> DOCUMENT SECTION
::::

We have three very different views on the nature and limits of understanding, morality and what it means to lead a good life. Kant draws the distinction between knowledge and belief (moral obligation). On one hand he presents the faculty of pure reason which allows for synthetic a priori judgements, such as experience presupposes them. On the other hand, he offers the faculty of practical reason which allows us to engage morally in the world of experience: what is right to do cannot be determined with reference to anything empirical or sensuous; rather, it can only be determined by pure practical reason which inevitably leads to the necessity of God and freewill. Kant presents the faculties of pure reason and practical reason as serving distinct functions in terms of human epistemology and in doing so he offers us two distinct categories of truth on which to found our understanding of science, morality, God and freewill. Kant’s faculties of reason––pure reason and practical reason are clearly defined and serve distinct functions with regards to understanding of a scientific nature on one hand; and the rational structuring of practical, moral and spiritual belief (the moral imperative as derived from rational insight) on the other. Plato offers us his two categories––true knowledge and true opinion––but here the second is dependent on the first. There is no real experiencial foundation needed in Platonic thought because of his assertion that mathematics transcends experience; it exists in and is representative of the world of being––it is the basis for forming true opinion or a “likely account” of the world of becoming. For Plato, reason––although arranged in hierarchically in two parts––has a single, unified, teleological directive and therefore a clear moral and theological locus and providence. Lucretius, to the contrary, bases his entire materialistic interpretation of nature and being on emperical conclusions; and as a result, his reason functions as a part of the natural material world which constitutes it.
For Kant, Plato and Lucretius, some kind of evolving faculty of aesthetic judgement is crucial in order to consruct meaning––albeit contingently––out of existence. Although it seems that reason and insight can lead to the creation of a practical belief system which can serve human needs for a time, any such system must necessarily be founded as part of history and therefore be subject to development or replacement as needs change and understanding evolves. Universal truth remains elusive.

::::

> WHAT THIS TASK INVOLVES
Reproduce, word for word, everything in the passage on Kant, Plato and Lucretius from "For Kant, Plato" down to "truth remains elusive.".

> Spatial localization data
::::

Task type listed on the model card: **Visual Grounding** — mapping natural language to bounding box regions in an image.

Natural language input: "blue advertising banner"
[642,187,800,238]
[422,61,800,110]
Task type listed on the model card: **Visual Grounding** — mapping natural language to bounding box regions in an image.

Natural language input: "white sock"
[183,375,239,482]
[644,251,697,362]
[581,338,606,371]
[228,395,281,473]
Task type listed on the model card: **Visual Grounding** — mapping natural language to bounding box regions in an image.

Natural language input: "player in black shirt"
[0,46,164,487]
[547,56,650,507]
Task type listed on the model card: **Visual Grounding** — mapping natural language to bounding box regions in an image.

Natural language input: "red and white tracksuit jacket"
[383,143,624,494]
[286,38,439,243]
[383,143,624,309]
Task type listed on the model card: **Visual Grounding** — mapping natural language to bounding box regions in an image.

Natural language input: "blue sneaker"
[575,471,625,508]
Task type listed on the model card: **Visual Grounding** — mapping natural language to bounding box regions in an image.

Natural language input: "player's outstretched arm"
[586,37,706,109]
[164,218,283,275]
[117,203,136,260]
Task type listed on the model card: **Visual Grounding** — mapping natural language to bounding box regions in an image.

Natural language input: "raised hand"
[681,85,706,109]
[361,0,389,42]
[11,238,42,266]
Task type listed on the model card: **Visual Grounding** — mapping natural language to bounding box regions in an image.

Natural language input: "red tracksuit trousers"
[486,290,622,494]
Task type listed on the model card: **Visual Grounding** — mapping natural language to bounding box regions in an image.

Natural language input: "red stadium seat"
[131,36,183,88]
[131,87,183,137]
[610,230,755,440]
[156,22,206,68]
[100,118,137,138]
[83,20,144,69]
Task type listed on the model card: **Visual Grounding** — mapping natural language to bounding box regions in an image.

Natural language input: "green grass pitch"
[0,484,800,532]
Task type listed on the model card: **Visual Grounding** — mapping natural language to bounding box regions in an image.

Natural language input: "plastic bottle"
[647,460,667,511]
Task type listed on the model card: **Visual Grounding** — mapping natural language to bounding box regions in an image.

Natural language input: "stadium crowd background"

::::

> ANSWER
For Kant, Plato and Lucretius, some kind of evolving faculty of aesthetic judgement is crucial in order to consruct meaning––albeit contingently––out of existence. Although it seems that reason and insight can lead to the creation of a practical belief system which can serve human needs for a time, any such system must necessarily be founded as part of history and therefore be subject to development or replacement as needs change and understanding evolves. Universal truth remains elusive.